--- Required task A ---
Rewrite the paragraph of the colloquium announcement that begins "Ethnographic research increasingly requires" as a shorter list that keeps its main facts.
--- Required task B ---
Using the colloquium announcement, decide whether each statement below agrees with it, answering yes or no and quoting the words that decide it: (i) The grad workshop begins at 2:00 p.m. (ii) The talk draws on research in the film industry. (iii) The talk addresses research team safety.
--- Required task C ---
Extend the colloquium announcement with a few more sentences that pick up right after its final sentence.

--- Selected text ---

— START —

Join us for the College of Information Science Colloquium Series, featuring Dr. Liz Przybylski.

Friday, February 6, 2026 
Presentation: 1:00 - 2:00 p.m. 
Grad Workshop: 2:00 p.m. - 3:00 p.m.

Register Now

Ethnographic research increasingly requires scholar-participants to interact online and offline, bridging face-to-face approaches with digital technologies. This talk shares insights from new hybrid ethnographic research in the popular music industries, providing approaches that are relevant across disciplinary contexts. The methodological focus will allow listeners to explore the theoretical and practical shifts researchers face when adapting to hybrid fieldsites, and think together through techniques for structuring and mapping fieldsites as well as tailoring the research process for accessibility and research team safety. By approaching a set of problems in ethnography, the presentation will outline how, if we think through the intertwining of the online and the offline and acknowledge sticky situations, we can actually find assets in these situations, and end up solving research problems.

— END —

--- Data provided ---
— START —

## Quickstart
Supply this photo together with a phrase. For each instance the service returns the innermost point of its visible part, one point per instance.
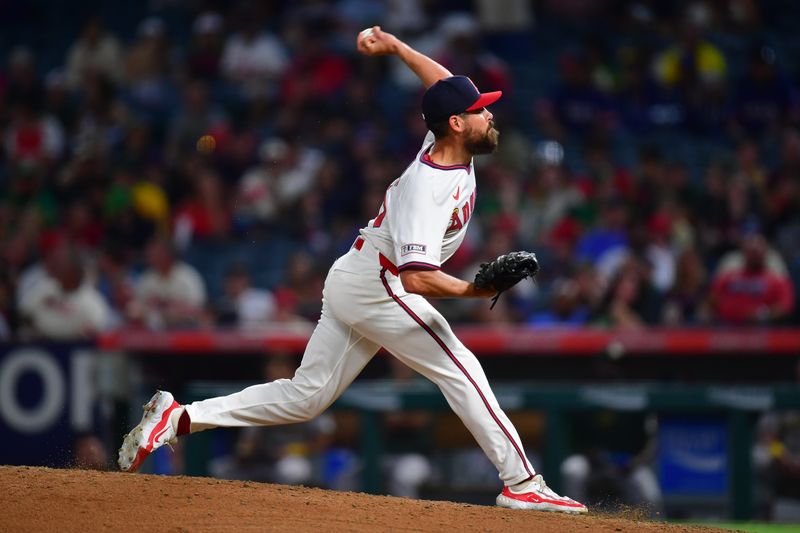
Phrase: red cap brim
(486, 99)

— END —

--- Task output A ---
- Ethnographic research increasingly requires scholar-participants to work both online and offline, combining face-to-face approaches with digital technologies.
- The talk shares insights from new hybrid ethnographic research in the popular music industries, with approaches relevant across disciplines.
- Its methodological focus covers the theoretical and practical shifts involved in adapting to hybrid fieldsites.
- It covers techniques for structuring and mapping fieldsites and for tailoring research for accessibility and research team safety.
- It argues that considering how the online and offline intertwine and acknowledging sticky situations can reveal assets and help solve research problems.

--- Task output B ---
(i) Yes: "Grad Workshop: 2:00 p.m. - 3:00 p.m."
(ii) No: "hybrid ethnographic research in the popular music industries"
(iii) Yes: "tailoring the research process for accessibility and research team safety"

--- Task output C ---
About Dr. Liz Przybylski

Dr. Liz Przybylski is a scholar of hip hop and the popular music industry. Liz wrote Sonic Sovereignty: Hip Hop, Indigeneity and Shifting Popular Music Mainstreams (NYU Press, winner of the 2025 Greg Tate Award and of the 2024 IASPM Canada Book Prize) and Hybrid Ethnography (SAGE, 2020, Honorable Mention for the Bruno Nettl Prize). An awardee of the National Endowment for the Humanities Faculty Fellowship, Liz’s recent publications address on- and off-line hybrid ethnographic research, the role of technology in pop music distribution, and popular music pedagogy. Liz’s ongoing work interrogates music as labor within international popular music industries. A full professor of ethnomusicology at the University of California, Riverside, Dr. Przybylski teaches courses on ethnographic methods, popular music, Indigenous music, and gender and sexuality. On radio, Liz hosted Continental Drift on WNUR and content for At the Edge of Canada: Indigenous Research on CJUM.